◆ Exercise directions:
Write out every entry word for word.

Location identification items:
— begin —
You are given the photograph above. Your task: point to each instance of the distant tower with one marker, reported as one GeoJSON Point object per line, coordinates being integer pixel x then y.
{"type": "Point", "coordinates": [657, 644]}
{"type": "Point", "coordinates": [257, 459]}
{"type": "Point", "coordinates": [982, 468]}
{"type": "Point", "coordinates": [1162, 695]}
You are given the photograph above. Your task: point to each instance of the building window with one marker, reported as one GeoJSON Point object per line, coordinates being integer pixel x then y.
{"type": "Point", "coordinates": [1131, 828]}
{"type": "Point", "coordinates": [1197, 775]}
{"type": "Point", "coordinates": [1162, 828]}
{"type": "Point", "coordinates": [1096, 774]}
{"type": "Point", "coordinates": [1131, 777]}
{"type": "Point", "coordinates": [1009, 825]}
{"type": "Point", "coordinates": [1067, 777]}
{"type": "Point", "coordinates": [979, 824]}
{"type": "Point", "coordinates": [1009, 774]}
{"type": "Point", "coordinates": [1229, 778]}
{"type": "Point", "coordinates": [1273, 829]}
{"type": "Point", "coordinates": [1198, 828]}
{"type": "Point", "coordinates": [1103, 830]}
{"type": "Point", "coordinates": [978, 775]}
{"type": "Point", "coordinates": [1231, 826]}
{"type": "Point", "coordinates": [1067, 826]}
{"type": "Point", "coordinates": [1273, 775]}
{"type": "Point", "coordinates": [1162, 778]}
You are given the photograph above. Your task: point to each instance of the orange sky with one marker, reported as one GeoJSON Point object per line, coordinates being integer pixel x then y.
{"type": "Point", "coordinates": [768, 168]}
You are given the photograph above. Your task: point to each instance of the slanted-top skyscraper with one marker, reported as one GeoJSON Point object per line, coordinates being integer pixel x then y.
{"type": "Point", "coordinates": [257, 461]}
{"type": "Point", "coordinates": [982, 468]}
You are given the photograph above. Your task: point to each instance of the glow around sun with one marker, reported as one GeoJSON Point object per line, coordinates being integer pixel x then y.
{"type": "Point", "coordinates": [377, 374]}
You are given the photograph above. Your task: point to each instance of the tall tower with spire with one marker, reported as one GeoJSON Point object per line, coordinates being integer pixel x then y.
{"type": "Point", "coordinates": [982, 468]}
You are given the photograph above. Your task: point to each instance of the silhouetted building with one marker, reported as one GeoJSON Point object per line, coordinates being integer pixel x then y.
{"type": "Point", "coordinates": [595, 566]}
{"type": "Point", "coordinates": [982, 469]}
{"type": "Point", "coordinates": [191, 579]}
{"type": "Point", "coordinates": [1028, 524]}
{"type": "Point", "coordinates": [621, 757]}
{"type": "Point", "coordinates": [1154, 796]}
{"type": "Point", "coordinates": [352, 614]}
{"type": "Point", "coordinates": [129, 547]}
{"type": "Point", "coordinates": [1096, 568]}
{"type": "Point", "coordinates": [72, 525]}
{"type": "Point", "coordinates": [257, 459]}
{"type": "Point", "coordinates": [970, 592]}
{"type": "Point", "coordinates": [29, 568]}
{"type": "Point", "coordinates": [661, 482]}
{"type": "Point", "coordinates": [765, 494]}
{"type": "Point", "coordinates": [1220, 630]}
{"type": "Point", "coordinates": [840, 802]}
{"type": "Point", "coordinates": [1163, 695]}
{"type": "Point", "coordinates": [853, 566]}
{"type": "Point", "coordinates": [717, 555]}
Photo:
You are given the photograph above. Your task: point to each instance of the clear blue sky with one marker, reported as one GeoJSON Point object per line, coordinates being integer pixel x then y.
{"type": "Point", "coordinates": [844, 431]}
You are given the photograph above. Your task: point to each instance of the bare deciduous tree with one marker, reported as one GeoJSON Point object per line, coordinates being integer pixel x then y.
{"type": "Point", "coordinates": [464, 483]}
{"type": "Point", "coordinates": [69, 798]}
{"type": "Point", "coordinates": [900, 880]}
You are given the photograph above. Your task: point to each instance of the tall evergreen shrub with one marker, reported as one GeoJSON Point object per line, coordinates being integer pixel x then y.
— end —
◆ Exercise answer:
You are given the photograph above. Your task: point to each instance of the distant tower with one marker, reported as one GeoJSON Point object per line, coordinates being integer pixel x then y.
{"type": "Point", "coordinates": [657, 644]}
{"type": "Point", "coordinates": [257, 459]}
{"type": "Point", "coordinates": [982, 468]}
{"type": "Point", "coordinates": [1162, 695]}
You are given the photograph above. Your task: point to each instance of the building window with one marker, reported as one GeoJSON Point object per line, coordinates being integer pixel x then y.
{"type": "Point", "coordinates": [1131, 828]}
{"type": "Point", "coordinates": [1197, 775]}
{"type": "Point", "coordinates": [1162, 828]}
{"type": "Point", "coordinates": [1096, 774]}
{"type": "Point", "coordinates": [1131, 777]}
{"type": "Point", "coordinates": [1009, 825]}
{"type": "Point", "coordinates": [1067, 777]}
{"type": "Point", "coordinates": [979, 824]}
{"type": "Point", "coordinates": [1009, 774]}
{"type": "Point", "coordinates": [1229, 778]}
{"type": "Point", "coordinates": [1273, 829]}
{"type": "Point", "coordinates": [1198, 828]}
{"type": "Point", "coordinates": [1103, 830]}
{"type": "Point", "coordinates": [978, 775]}
{"type": "Point", "coordinates": [1231, 826]}
{"type": "Point", "coordinates": [1067, 826]}
{"type": "Point", "coordinates": [1273, 775]}
{"type": "Point", "coordinates": [1162, 778]}
You are given the photograph above. Your task: point to each instance of the orange sky with one marker, reported as one GeoJSON Point object per line, coordinates being integer pixel x then y.
{"type": "Point", "coordinates": [768, 168]}
You are given the photograph above. Your task: point to each instance of the slanted-top skyscraper with one marker, reported as one GeoJSON Point object per line, coordinates being integer pixel x then y.
{"type": "Point", "coordinates": [257, 461]}
{"type": "Point", "coordinates": [982, 468]}
You are given the photograph above. Your task: point to each instance of the glow around sun with one marker, reported as one GeoJSON Point object per line, coordinates being integer pixel x then y.
{"type": "Point", "coordinates": [377, 374]}
You are given the photograph above. Your task: point to each instance of the tall tower with spire with one marker, reported as one GeoJSON Point object per line, coordinates being integer pixel x then y.
{"type": "Point", "coordinates": [982, 468]}
You are given the photograph above. Your task: point to each instance of the silhouetted building with one marker, reported as one GeoJSON Point object per line, coordinates being integer pixel x then y.
{"type": "Point", "coordinates": [595, 566]}
{"type": "Point", "coordinates": [982, 469]}
{"type": "Point", "coordinates": [191, 579]}
{"type": "Point", "coordinates": [1028, 524]}
{"type": "Point", "coordinates": [621, 757]}
{"type": "Point", "coordinates": [1154, 796]}
{"type": "Point", "coordinates": [352, 614]}
{"type": "Point", "coordinates": [129, 547]}
{"type": "Point", "coordinates": [1096, 568]}
{"type": "Point", "coordinates": [72, 525]}
{"type": "Point", "coordinates": [257, 459]}
{"type": "Point", "coordinates": [970, 592]}
{"type": "Point", "coordinates": [29, 568]}
{"type": "Point", "coordinates": [661, 482]}
{"type": "Point", "coordinates": [765, 494]}
{"type": "Point", "coordinates": [1220, 630]}
{"type": "Point", "coordinates": [840, 802]}
{"type": "Point", "coordinates": [1163, 695]}
{"type": "Point", "coordinates": [853, 566]}
{"type": "Point", "coordinates": [717, 555]}
Photo:
You are given the photograph above. Your task: point to each instance of the clear blue sky with one marker, reported as one GeoJSON Point object per line, coordinates being integer pixel x then y.
{"type": "Point", "coordinates": [844, 431]}
You are given the photograph above. Your task: point to each instance of the bare deciduous tree with one marker, reported as one GeoJSON Point object per line, coordinates being integer pixel x then y.
{"type": "Point", "coordinates": [464, 483]}
{"type": "Point", "coordinates": [69, 798]}
{"type": "Point", "coordinates": [900, 880]}
You are given the photograph above. Your task: point to each instance of the tall evergreen shrub with one marker, reported as one GeoJSON Point object per line, coordinates being integer pixel x then y.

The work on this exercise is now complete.